→ **Source document**
--------------------
Friday, November 11, 2011

What took them so long?

National Post · Nov. 10, 2011, by *:

IAEA director-general Mohamed ElBaradei speaks during a media conference in Tehran in 2009.
Caren Firouz, Reuters
IAEA director-general Mohamed ElBaradei speaks during a media conference in Tehran in 2009.

 
A new report from the International Atomic Energy Agency (IAEA) offers a detailed list of evidence in regard to Iran's clandestine efforts to build a nuclear device and fit it onto longrange missiles.

This is a remarkable turnaround for a UN body that, for years, couched its conclusions in vague technical language. For example, on June 3, 2008, then-IAEA director-general Mohamed ElBaradei told his board of governors that 
"It should be noted that the agency currently has no information - apart from the uranium metal document - on the actual design or manufacture by Iran of nuclear material components, of a nuclear weapon or of certain other key components, such as initiators, or on related nuclear physics studies."
In light of the latest report, the sentence above seems to be an astonishingly misleading remark. 

For years, IAEA had access to information about Iran's pursuit of nuclear weapons. But under the leadership of ElBaradei - a career diplomat now running for president in his native Egypt - the agency fudged its language, perhaps out of fear that offering all available data would provide the United States or Israel a pretext for a military strike against Iran. As a result, the IAEA ended up providing Iran, and its Russian and Chinese enablers, plausible deniability.

The IAEA's new director general, Yukiya Amano, seems to be cut from different cloth. Since he took office, the agency's pronouncements have been more clear, and less politically motivated. Had ElBaradei taken the same approach, the truth about Iran's programs would have been known sooner. So much for his 2005 Nobel Peace Prize.

U.S. intelligence agencies also have some reckoning to do. When, in December 2007, they jointly released key findings on Iran's nuclear program - the National Intelligence Estimate (NIE) - their unclassified language appeared to suggest that Iran had stopped pursuing nuclear weapons. The document undermined not only those calling for military action, but also those calling for tougher international sanctions. Even Iranian officials took to quoting the NIE as evidence of their innocence.

The IAEA has now confirmed that some of the weaponization work for Iran's nuclear programme was indeed halted in 2003, as U.S. intelligence reported. But it also makes clear that various other nuclear weapons-related activities continued - in particular, Iran's continuing quest for fissile material. Technically speaking, U.S. intelligence was correct in reporting that weaponization had been suspended. Practically speaking, though, bomb-making continued.

The IAEA report also discredits the European Union's dual-track approach to Iran. European leaders assumed that dialogue and sanctions could persuade the country's leaders to change course. Sanctions might have slowed Iran down, but failed to change its leaders' minds. By all evidence, Iran is still building a nuclear weapon and trying to fit it on a long-range missile.

The IAEA report comes late. But better late than not at all. This truthtelling exercise might finally motivate the international community to emerge from its slumber and act before it is too late.

*Emanuele Ottolenghi is a Senior Fellow at the Foundation for Defense of Democracies and the author of Pasdaran: Inside Iran's Islamic Revolutionary Guards' Corps (FDD Press, September 2011).
--------------------
→ **Entries supplied**
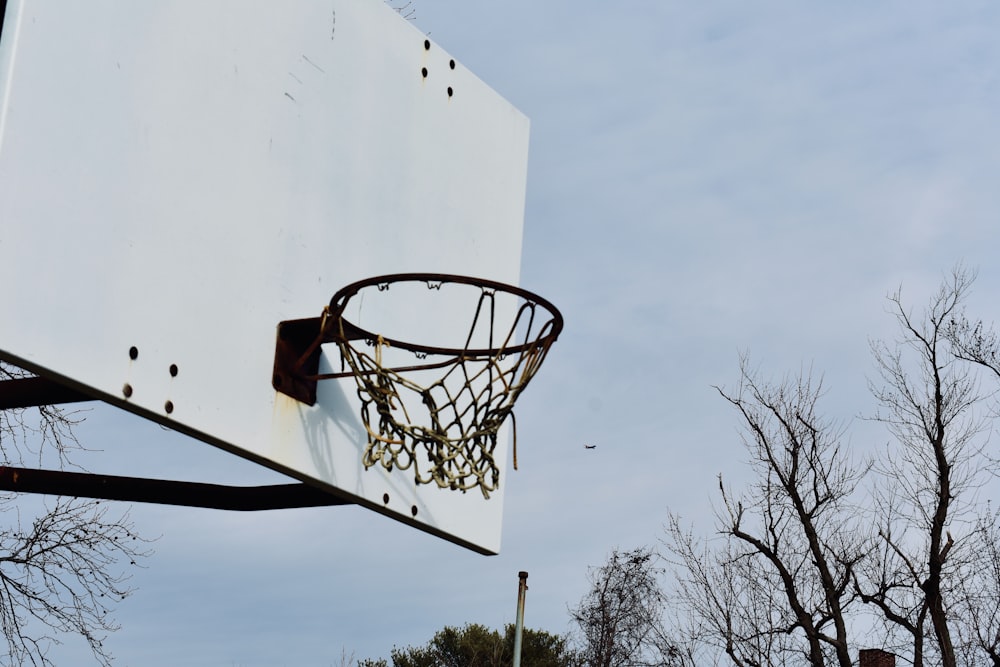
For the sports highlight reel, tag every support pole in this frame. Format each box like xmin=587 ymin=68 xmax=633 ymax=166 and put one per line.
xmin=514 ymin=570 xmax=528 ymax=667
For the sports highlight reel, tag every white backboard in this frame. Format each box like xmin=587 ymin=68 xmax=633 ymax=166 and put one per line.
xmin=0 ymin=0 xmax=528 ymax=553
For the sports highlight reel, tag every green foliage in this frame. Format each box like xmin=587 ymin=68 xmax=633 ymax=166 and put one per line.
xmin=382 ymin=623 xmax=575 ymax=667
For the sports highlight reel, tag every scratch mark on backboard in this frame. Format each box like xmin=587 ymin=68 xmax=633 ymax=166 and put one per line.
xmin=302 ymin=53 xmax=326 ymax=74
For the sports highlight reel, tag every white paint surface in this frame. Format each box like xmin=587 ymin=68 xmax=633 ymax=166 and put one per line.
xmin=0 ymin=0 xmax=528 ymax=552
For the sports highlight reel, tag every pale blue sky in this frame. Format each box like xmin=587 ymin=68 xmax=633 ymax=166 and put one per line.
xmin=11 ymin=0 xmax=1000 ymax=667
--------------------
Reproduce the stretch of the IAEA article from "The IAEA's new" through "of their innocence.". The rows play no part in what comes next.

→ **Solution**
The IAEA's new director general, Yukiya Amano, seems to be cut from different cloth. Since he took office, the agency's pronouncements have been more clear, and less politically motivated. Had ElBaradei taken the same approach, the truth about Iran's programs would have been known sooner. So much for his 2005 Nobel Peace Prize.

U.S. intelligence agencies also have some reckoning to do. When, in December 2007, they jointly released key findings on Iran's nuclear program - the National Intelligence Estimate (NIE) - their unclassified language appeared to suggest that Iran had stopped pursuing nuclear weapons. The document undermined not only those calling for military action, but also those calling for tougher international sanctions. Even Iranian officials took to quoting the NIE as evidence of their innocence.